● **WHAT YOU NEED TO DO**:
- a) In the passage on covenant and hesed, what did people walk between in the ancient Near East when making a covenant?
- b) Write out the part of the passage on covenant and hesed starting at "Rather, He gave" and ending at "on the outside.".

● **EXTRACTED TEXT**:
>> Begin

In the ancient Near East, covenant was a life-risking promise.

They walked between split animals, declaring:
“If I break this covenant, let me die like this.”

But God walks through the pieces alone.
It is as if He is saying:

“If this covenant is broken,
the responsibility will not be yours—it will be mine.”

And Jesus Christ paid that covenant price on the cross.

God did not cut off the relationship when conditions collapsed.
Rather, He gave Himself to keep the covenant.

That is the essence of hesed.


Why a Society Without Hesed Has No Future

A society without hesed may look efficient and rational on the outside.
But inside, it becomes fragile.

  • The weak become burdens.

  • The failed are pushed out.

  • The elderly and sick become liabilities.

In such a society, no one is truly safe—
because everyone eventually becomes weak.

A relationship sustained by conditions
will inevitably collapse because of those conditions.

A society without love has no trust,
and a society without trust has no future.


Why Does Marriage Exist?

>> End

● **DATASET**:
>> Begin

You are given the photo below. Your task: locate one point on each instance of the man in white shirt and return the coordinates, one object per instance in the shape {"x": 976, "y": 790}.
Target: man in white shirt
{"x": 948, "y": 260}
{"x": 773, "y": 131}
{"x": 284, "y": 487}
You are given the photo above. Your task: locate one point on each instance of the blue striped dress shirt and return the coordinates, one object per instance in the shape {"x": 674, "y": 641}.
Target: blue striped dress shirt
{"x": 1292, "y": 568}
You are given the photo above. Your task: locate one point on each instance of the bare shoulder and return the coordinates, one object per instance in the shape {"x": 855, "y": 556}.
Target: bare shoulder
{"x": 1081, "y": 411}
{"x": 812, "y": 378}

>> End
>> Begin

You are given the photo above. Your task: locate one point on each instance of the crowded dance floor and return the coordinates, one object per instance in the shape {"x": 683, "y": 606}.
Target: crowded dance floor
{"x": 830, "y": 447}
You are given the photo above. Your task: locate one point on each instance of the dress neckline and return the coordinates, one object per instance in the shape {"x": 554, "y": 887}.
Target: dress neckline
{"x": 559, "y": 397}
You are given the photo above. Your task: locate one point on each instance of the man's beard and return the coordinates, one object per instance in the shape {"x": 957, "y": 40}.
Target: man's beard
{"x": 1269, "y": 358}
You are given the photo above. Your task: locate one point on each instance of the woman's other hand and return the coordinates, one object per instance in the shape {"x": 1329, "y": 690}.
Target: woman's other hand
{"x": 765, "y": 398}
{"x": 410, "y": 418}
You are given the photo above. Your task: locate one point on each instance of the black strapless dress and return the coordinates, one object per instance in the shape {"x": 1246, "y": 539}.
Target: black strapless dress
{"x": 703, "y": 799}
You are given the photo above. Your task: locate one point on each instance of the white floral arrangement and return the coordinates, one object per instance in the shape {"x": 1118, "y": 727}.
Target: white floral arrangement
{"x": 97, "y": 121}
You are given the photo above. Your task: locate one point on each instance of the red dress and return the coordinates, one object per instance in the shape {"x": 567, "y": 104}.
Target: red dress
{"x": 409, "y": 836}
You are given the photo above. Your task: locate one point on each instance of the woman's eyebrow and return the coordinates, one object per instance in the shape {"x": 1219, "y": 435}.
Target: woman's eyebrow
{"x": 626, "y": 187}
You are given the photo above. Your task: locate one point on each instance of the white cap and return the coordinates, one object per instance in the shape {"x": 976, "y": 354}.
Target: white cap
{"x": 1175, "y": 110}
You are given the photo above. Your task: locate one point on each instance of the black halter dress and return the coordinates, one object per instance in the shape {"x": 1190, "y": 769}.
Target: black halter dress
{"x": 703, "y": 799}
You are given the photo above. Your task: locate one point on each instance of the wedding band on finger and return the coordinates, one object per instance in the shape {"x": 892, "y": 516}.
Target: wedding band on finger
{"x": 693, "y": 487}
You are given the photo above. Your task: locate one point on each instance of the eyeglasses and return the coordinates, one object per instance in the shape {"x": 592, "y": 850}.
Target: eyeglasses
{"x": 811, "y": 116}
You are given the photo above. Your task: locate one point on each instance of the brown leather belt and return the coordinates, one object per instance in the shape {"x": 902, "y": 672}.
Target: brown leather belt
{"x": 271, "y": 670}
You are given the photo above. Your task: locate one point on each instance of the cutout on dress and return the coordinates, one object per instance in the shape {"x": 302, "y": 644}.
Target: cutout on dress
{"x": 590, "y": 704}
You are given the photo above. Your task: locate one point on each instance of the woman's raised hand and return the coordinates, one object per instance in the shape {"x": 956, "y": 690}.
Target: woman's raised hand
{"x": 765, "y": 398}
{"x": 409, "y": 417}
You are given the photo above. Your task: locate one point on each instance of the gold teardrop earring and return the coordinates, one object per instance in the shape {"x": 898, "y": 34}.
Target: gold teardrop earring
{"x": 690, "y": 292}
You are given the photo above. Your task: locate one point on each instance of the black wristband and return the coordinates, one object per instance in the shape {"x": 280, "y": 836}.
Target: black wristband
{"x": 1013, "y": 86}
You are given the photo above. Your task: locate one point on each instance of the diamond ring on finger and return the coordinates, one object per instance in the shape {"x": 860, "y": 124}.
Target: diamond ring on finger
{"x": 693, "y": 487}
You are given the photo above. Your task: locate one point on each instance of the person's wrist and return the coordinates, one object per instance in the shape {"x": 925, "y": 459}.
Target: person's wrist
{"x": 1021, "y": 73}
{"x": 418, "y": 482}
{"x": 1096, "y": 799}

>> End

● **SOLUTIONS TO THE PROBLEMS**:
- a) Split animals.

- b)
Rather, He gave Himself to keep the covenant.

That is the essence of hesed.


Why a Society Without Hesed Has No Future

A society without hesed may look efficient and rational on the outside.